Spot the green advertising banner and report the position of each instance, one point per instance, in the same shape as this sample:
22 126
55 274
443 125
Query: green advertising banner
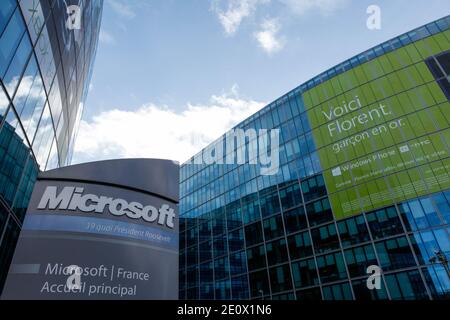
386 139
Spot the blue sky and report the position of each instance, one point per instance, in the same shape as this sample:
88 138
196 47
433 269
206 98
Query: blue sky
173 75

::::::

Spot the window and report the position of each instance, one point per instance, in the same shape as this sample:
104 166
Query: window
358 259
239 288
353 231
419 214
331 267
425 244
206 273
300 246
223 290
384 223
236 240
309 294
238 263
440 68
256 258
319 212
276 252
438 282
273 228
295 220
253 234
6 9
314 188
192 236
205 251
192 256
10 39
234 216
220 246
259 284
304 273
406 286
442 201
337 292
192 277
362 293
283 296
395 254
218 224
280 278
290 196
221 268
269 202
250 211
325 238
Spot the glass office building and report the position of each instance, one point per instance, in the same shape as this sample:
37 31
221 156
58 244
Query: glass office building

::::::

■ WHAT TO PRODUCE:
Each line in the listing above from the one containing "Spot the window" through the one containing "Query: glass office building" should be repeated exactly, and no other line.

■ EXERCISE RESPONSE:
Spot the window and report the position of each instance, one point per instance, in the same shape as this sample:
104 166
Query: window
358 259
239 288
353 231
419 214
331 267
425 244
206 273
300 246
223 290
384 223
236 240
309 294
238 263
440 68
256 258
319 212
276 252
438 282
273 228
295 220
253 234
6 9
314 188
192 236
205 251
192 256
10 39
234 216
220 246
259 284
304 273
406 286
442 201
337 292
192 277
362 293
283 296
395 254
218 224
280 278
290 196
221 268
269 202
250 211
325 238
Spot the glass office building and report the position of each instance, one point per instance, in the same shape as this sample:
37 31
221 156
58 244
Query: glass office building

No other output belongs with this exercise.